§ TEKS PILIHAN:
•••

Fiqih

Junub Ketika Sakit, Bolehkah Ganti Tayamum?

Pendaftaran Mahad Bimbingan Islam

Junub Ketika Sakit, Bolehkah Ganti Tayamum?

Para pembaca Bimbinganislam.com yang memiliki akhlaq mulia berikut kami sajikan Junub Ketika Sakit, Bolehkah Ganti Tayamum? Selamat membaca.


Pertanyaan:

بِسْـمِ اللّهِ الرَّحْمنِ الرَّحِيْم
اَلسَّلاَمُ عَلَيْكُمْ وَرَحْمَةُ اللّهِ وَبَرَكَاتُهُ

Semoga Allah menjaga ustadz dan keluarga.
Izin bertanya, Ustadz. Apakah di saat sakit kemudian kita junub cukup dengan bertayamum saja ketika hendak shalat. Terus bagaimana dengan shalat selanjutnya apakah bertayamum lagi ataukah sudah bisa berwudu?

•••

Salin setiap kalimat berbahasa Indonesia yang muncul setelah "Pertanyaan:" dalam tulisan tentang junub ketika sakit.

§ DATA:
•••

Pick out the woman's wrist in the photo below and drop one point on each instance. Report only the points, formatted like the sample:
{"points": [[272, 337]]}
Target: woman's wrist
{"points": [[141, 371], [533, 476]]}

•••

§ JAWABAN:
1. Semoga Allah menjaga ustadz dan keluarga.
2. Izin bertanya, Ustadz.
3. Apakah di saat sakit kemudian kita junub cukup dengan bertayamum saja ketika hendak shalat.
4. Terus bagaimana dengan shalat selanjutnya apakah bertayamum lagi ataukah sudah bisa berwudu?